[Exercise passage Boundary: Start]
Chadronia margaretae Cook, 1954 is the only pantolestan, and, together with Sinclairella Jepsen, 1934, one of just two cimolestans currently recognized from the White River Group of North America. C. margaretae is known from two specimens from the Chadron Formation (latest Eocene) that are the youngest definitive representatives of both Pantolestidae and Pantolesta from North America: AMNH HC 750 (holotype) from Nebraska and FMNH PM 9567 from South Dakota (Gunnell et al. 2008). The latter specimen is the holotype of Cymaprimadon kenni Clark, 1968. An additional specimen from the White River Group of South Dakota (FMNH UC 349) was described by Clark (1968) as representing an “unnamed genus and species” (Clark 1968: 246) closely related to, but morphologically distinct from, Cymaprimadon kenni. However, he refrained from naming this new taxon owing to the poor quality of the associated stratigraphic data (i.e., “Oligocene of South Dakota, White River Badlands”; Clark 1968: 241).

Cymaprimadon was originally referred to its own clade within Insectivora (Cymaprimadontidae Clark, 1968), but was subsequently designated a subjective junior synonym of Chadronia sp. (McKenna and Bell 1997). Though subsequent authors have upheld this referral (e.g., Gunnell et al. 2008), no justification was provided to support this synonymization. In this study, we compare the morphologies of the holotypes of Chadronia and Cymaprimadon, and evaluate the prior synonymization of these taxa. We also redescribe FMNH UC 349, as well as a new specimen collected from the Scenic Member of the Brule Formation within the Badlands National Park (BADL 16917), and assess their taxonomic affinities with respect to Chadronia and Cymaprimadon. Finally, we discuss the implications of this study for North American cimolestan diversity during the Eocene and Oligocene.

Institutional abbreviations.—AMNH HC, American Museum of Natural History, Hunter College Collection, New York, USA; BADL, Badlands National Park, Interior, USA; FMNH PM, Field Museum of Natural History, Paleomammals Collection, Chicago, USA; FMNH UC, Field Museum of Natural History, University of Chicago Collection, Chicago, USA; ROM, Royal Ontario Museum, Toronto, Canada.

Other abbreviations.—f, fresh surfaces; w, weathered surfaces; m, lower molar; p, lower premolar.

Material and methods

Observations regarding the morphology of Chadronia margaretae are based on the descriptions of Cook (1954) and Gunnell et al. (2008), as well as direct examination of casts of the lower jaws of the holotype (AMNH HC 750). The descriptions of BADL 16917 and FMNH UC 349 are based on personal observations. Observations regarding the morphology of Cymaprimadon kenni are based on the original description of Clark (1968) because the holotype specimen was unavailable for direct study. Comparisons between these three specimens and Pantolestes sp. Cope, 1872, based on specimens from the Adobe Town Member of the Washakie Formation (Eocene) within the collections of the Field Museum of Natural History, were also conducted to further evaluate the referral of BADL 16917 to Pantolesta. Finally, we also compared all of the studied specimens with the apatemyid Sinclairella, the only other cimolestan from the White River Group. Measurements of BADL 16917 were taken using digital calipers; all other measurements were obtained from the published literature (Table 1). Discussions related to the North American Land Mammal Ages (NALMAs) follow the definitions of Woodburne (2004). The use of the name Cimolesta follows Rose (2006).
[Exercise passage Boundary: End]
[Extracted information Boundary: Start]
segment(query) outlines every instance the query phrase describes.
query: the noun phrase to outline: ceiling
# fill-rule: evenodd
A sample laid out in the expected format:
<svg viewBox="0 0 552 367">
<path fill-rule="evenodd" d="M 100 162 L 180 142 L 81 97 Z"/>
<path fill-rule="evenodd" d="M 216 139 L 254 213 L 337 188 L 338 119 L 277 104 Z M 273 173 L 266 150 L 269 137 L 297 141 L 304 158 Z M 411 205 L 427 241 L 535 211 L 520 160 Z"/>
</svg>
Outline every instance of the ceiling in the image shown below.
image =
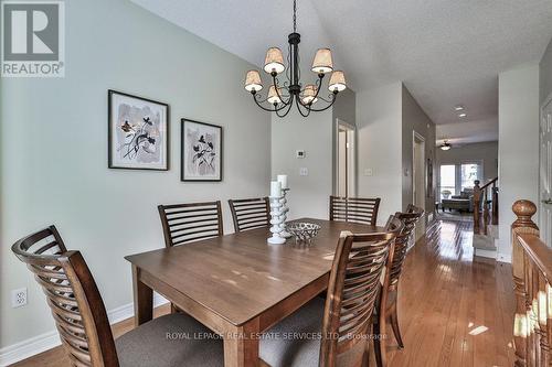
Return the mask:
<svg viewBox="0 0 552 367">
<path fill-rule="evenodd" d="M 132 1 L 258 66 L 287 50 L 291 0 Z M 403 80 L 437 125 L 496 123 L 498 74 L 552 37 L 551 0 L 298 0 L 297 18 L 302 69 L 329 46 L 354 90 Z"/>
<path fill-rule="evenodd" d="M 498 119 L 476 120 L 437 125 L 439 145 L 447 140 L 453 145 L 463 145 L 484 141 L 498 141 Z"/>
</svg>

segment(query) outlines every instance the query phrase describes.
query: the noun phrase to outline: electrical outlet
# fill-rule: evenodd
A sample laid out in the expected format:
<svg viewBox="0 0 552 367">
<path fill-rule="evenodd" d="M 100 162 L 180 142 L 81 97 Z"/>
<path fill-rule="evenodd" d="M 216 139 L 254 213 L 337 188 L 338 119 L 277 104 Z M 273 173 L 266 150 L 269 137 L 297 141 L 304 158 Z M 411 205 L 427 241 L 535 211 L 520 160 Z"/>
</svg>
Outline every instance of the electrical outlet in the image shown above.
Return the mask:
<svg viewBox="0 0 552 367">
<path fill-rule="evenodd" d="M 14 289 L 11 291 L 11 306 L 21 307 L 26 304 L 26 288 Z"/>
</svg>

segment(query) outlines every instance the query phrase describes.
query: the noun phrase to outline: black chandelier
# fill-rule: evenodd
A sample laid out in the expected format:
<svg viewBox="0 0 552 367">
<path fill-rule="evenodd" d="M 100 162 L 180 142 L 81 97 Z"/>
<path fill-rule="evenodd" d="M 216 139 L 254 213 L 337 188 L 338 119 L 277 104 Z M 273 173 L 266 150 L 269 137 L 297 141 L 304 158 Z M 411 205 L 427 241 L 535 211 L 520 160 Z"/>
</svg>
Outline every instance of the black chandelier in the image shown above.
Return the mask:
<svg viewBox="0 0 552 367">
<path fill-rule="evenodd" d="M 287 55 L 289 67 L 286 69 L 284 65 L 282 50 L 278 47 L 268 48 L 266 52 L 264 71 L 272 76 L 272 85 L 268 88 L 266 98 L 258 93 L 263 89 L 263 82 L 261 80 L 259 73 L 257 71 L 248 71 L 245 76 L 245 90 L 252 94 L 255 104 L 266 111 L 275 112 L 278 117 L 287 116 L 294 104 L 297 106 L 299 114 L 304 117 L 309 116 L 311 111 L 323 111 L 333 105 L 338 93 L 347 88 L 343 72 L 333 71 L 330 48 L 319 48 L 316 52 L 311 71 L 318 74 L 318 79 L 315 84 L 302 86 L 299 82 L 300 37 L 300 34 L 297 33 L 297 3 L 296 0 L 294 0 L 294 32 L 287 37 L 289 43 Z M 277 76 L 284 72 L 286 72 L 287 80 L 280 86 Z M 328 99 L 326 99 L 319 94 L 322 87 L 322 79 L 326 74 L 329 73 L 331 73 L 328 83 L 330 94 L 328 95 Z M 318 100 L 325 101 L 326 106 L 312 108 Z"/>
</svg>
[Extracted information Boundary: End]
[Extracted information Boundary: Start]
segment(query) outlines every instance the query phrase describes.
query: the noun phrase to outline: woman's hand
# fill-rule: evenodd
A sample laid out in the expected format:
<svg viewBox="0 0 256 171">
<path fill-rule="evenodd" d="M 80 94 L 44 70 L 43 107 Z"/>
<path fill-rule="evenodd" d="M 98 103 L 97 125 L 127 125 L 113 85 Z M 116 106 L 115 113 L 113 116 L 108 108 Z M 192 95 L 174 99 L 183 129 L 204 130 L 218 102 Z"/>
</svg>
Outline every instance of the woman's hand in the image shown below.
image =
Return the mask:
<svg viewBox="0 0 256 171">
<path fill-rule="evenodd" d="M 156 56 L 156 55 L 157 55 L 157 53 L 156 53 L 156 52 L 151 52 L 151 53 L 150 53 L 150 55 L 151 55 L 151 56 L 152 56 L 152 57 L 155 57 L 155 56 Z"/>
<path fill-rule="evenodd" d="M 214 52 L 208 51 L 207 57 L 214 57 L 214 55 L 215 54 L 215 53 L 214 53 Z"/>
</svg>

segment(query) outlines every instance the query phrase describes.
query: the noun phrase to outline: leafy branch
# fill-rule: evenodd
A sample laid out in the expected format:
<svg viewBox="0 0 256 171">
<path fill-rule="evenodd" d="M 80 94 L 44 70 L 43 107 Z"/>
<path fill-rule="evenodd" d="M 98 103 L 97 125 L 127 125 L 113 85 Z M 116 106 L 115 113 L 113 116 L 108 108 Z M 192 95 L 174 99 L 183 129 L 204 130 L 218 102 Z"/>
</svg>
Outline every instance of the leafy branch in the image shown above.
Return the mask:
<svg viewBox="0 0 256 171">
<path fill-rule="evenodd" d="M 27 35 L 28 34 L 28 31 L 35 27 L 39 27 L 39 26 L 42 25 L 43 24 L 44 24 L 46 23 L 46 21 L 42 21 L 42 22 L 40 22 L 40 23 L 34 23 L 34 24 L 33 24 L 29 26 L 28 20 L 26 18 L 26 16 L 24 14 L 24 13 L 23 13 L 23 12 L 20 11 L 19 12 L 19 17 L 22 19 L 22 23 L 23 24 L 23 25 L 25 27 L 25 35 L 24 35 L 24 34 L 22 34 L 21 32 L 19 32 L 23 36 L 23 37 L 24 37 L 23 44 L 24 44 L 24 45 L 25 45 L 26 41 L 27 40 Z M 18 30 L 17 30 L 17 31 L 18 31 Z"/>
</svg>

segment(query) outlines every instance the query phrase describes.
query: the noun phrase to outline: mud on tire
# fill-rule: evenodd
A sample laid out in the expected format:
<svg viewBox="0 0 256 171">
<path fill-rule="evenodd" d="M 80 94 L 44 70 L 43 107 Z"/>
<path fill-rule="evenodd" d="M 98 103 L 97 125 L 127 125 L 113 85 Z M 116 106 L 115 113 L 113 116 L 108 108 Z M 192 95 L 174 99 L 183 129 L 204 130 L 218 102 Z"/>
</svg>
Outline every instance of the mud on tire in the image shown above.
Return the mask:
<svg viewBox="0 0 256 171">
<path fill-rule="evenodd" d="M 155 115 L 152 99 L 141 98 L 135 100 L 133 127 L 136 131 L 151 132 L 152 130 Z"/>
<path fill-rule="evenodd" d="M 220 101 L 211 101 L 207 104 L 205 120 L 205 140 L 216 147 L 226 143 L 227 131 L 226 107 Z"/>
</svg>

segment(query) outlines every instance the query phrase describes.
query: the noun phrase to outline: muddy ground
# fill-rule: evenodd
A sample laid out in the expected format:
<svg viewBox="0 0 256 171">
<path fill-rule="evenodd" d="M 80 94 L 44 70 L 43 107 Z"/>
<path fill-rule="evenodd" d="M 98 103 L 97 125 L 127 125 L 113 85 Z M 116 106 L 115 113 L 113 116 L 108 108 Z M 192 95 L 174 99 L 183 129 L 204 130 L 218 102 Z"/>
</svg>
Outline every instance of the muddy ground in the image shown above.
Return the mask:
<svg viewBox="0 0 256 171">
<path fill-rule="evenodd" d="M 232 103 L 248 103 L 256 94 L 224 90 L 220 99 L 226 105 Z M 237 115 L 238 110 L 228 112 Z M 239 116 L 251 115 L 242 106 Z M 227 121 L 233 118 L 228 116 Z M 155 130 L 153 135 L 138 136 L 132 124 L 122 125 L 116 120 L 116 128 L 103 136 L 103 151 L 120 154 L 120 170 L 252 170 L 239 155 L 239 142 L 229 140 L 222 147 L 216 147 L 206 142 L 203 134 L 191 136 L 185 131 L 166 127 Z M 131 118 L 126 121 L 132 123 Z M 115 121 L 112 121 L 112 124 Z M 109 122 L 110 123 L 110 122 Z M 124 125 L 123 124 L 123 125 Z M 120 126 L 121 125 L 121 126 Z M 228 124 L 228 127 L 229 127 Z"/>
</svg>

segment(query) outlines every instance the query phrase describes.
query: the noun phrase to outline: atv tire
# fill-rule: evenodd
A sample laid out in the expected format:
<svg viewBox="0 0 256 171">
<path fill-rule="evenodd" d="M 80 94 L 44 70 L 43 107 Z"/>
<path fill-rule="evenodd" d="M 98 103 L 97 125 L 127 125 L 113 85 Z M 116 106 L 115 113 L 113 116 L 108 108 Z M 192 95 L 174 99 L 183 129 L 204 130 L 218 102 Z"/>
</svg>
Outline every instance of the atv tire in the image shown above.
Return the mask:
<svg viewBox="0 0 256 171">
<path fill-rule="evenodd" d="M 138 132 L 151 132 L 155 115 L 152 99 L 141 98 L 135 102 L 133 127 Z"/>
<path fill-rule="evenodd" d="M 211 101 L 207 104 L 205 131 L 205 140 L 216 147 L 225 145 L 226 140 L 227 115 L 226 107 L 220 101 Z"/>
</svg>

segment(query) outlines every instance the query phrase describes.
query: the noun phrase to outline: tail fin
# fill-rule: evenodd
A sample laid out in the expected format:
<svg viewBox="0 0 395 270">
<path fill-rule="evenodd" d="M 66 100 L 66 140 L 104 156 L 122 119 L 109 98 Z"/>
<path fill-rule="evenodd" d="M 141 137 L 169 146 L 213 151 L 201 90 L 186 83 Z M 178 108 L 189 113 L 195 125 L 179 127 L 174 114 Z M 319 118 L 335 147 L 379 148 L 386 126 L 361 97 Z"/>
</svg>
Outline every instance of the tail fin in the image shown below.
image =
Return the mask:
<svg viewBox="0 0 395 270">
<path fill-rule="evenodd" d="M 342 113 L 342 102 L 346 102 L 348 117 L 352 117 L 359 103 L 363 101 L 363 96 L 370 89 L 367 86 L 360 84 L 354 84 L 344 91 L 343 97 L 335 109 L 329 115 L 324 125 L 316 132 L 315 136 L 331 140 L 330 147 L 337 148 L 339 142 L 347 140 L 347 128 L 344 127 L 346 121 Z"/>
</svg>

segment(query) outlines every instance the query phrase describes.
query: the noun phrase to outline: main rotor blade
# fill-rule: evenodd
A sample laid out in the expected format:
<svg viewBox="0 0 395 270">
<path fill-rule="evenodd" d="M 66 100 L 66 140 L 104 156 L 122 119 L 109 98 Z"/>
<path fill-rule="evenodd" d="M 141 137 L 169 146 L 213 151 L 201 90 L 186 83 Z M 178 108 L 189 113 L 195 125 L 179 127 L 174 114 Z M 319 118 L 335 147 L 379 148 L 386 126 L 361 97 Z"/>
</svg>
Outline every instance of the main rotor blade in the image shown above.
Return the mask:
[Extracted information Boundary: End]
**Activity 1:**
Answer these questions on the Chadronia passage, one per line:
(a) Which specimen is the holotype of Cymaprimadon kenni?
(b) Who designated Cymaprimadon a subjective junior synonym of Chadronia sp.?
(c) What instrument was used to take the measurements of BADL 16917?
**Activity 2:**
Pick up the Chadronia passage after its last sentence and continue writing it.

**Answer area 1:**
(a) FMNH PM 9567
(b) McKenna and Bell (1997)
(c) Digital calipers

**Answer area 2:**
Geological setting

The White River Group of North America is best exposed in south-central South Dakota; however, exposures are also known from Nebraska, North Dakota, Wyoming, and Colorado. This lithostratigraphic unit consists of the Chamberlain Pass, Chadron, and Brule formations, with the Chadron and Brule formations being more widely exposed (Terry 1998). The units were deposited in wide range of terrestrial environments, predominantly fluvial and lacustrine settings. Biostratigraphic assessment indicates a Late Eocene age for the Chamberlin Pass and Chadron formations, and an Early Oligocene age for the Brule Formation (Prothero and Emry 2004).

The holotype of Chadronia margaretae was collected from a locality within the Chadron Formation referred to as the “Chadronia Pocket” (Wood 1969). This site is located approximately 7.8 miles north of Crawford, Nebraska (NW. ¼, NE. ¼, NW. ¼, Sec. 36, T. 33N, R. 52W; Wood 1969). Only a single specimen of C. margaretae is known from this locality, although a variety of other taxa are present. Additional specimens referred to cf. Chadronia have been reported from Ellesmere Island (McKenna 1980), but so far have not been figured or discussed in detail, precluding their inclusion in this study. Furthermore, a single, unpublished specimen labeled Chadronia within the collections of the Royal Ontario Museum (ROM 46028) consists of a fragmentary left dentary from the Twin Buttes Member of the Bridger Formation, preserving only the alveoli for m1–3. Given the incomplete nature of this specimen, assessing this referral is difficult and is left for a future study.

The holotype of Cymaprimadon kenni was recovered from the top of the Crazy Johnson Member of the Chadron Formation, from a locality located on the northeastern face of the “Finney Breaks” in Pennington County, South Dakota (NW. ¼, NE. ¼, Sec. 25, T. 3S, R. 10E; Clark 1968). The sediment at this locality has been described as: “a slightly-cemented bentonitic mudstone with abundant, very fine sand grains” (Clark 1968).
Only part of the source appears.